*EXERCISE DETAILS*
Every line below must be reproduced exactly. Copy them all.
--- SUPPLIED MATERIAL ---
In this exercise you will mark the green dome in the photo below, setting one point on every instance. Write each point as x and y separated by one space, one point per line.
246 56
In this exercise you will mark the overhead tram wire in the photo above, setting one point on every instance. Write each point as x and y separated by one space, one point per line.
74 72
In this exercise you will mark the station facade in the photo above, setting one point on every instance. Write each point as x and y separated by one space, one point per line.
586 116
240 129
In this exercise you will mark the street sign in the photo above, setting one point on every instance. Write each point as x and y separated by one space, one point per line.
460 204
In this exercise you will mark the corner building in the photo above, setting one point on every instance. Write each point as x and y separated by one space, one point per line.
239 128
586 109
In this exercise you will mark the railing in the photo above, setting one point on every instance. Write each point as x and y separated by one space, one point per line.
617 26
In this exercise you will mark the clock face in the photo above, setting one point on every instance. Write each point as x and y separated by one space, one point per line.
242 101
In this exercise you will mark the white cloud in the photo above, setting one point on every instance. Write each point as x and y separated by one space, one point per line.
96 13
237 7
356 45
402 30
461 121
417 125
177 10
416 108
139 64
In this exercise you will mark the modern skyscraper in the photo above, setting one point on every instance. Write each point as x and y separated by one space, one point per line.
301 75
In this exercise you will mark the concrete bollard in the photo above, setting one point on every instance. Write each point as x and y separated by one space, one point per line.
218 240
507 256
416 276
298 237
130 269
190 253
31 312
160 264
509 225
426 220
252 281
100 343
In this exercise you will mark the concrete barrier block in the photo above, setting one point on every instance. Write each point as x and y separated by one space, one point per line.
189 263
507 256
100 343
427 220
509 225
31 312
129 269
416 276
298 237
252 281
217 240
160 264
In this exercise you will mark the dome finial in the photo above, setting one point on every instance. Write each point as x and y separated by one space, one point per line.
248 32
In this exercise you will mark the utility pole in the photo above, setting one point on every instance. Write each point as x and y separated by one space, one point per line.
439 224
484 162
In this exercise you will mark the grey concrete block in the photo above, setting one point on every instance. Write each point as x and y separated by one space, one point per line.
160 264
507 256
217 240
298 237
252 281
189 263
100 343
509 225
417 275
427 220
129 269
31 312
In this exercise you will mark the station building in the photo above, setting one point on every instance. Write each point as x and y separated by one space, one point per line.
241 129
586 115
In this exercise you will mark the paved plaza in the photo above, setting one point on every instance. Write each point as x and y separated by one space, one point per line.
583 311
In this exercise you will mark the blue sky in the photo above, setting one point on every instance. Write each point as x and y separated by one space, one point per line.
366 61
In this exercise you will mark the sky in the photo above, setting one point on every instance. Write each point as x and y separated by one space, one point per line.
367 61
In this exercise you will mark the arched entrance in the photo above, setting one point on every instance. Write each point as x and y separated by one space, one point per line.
---
*RESULT OF THE EXERCISE*
In this exercise you will mark the green dome in the photo below, setting one point on every instance. Write each point as x and y separated by one space, one point per line.
246 56
In this exercise you will mark the overhead tram wire in the photo above, setting one point on every instance. Write each point as x and y separated by one space, one point per line.
74 72
In this exercise you will mark the station facade in the photo above, setting one point on every instance. Write each point as x and y separated by one space, one point per line.
586 116
240 129
In this exercise you will mark the street sign in the photo above, setting one point on every instance. Write each point as x and y separated by one space, one point per line.
460 204
In this exercise you will mark the corner building in the photo above, setting one point on every instance. Write each point as x and y separated by one space, one point per line.
239 128
586 109
In this exercise you will mark the railing in the photo above, setting one point on every instance. Write each point as x and y separated by one space, one point per line.
617 26
In this exercise you will mark the clock face in the photo above, setting one point on every instance. Write each point as x and y separated by one space, one point per line.
242 101
In this exercise you will mark the white cloud in the photo above, setting one point on every instance. Write each point as x and y separated by one space, one point per line.
96 13
237 7
356 45
402 30
461 121
417 125
177 10
416 108
139 64
In this exercise you will mark the modern skyscraper in the photo above, setting one point on every instance. Write each point as x and y separated by one space, one point per line.
301 75
In this exercise you will mark the concrete bollard in the photo above, setting one point on every instance. Write each point as x and y separated by one space, one point per line.
218 240
507 256
416 276
298 237
130 269
190 253
31 312
160 264
509 225
426 220
252 281
100 343
In this exercise you will mark the concrete barrier block in the photo above, setting one point on every instance. Write each point as x and y separated by one space, one point per line.
189 263
507 256
100 343
427 220
509 225
31 312
129 269
416 276
298 237
252 281
217 240
160 264
In this exercise you will mark the dome finial in the photo above, setting one point on every instance. Write each point as x and y separated by one space, one point per line.
248 32
In this exercise you will mark the utility pole in the photo above, setting one point on every instance. Write each point as x and y separated by one space, one point per line.
439 224
484 162
In this exercise you will mark the grey concrete block in the photo above, setting one point on every instance. Write each point as x and y separated by one space, one point per line.
160 264
507 256
217 240
298 237
252 281
189 263
100 343
509 225
417 275
427 220
129 269
31 312
In this exercise you will mark the station building in the photo above, setting one point on every instance. Write each point as x and y separated by one space, one point per line.
241 129
586 115
In this exercise you will mark the paved plaza in the photo above, setting one point on every instance. Write each point as x and y separated by one space, one point per line.
583 311
In this exercise you will mark the blue sky in the photo above, setting one point on every instance. Write each point as x and y separated by one space, one point per line.
366 61
In this exercise you will mark the sky in the photo above, setting one point on every instance. Write each point as x and y separated by one space, one point per line.
367 61
In this exercise you will mark the arched entrance in the photo above, setting one point on every instance. Write each point as x and y separated by one space, one point per line.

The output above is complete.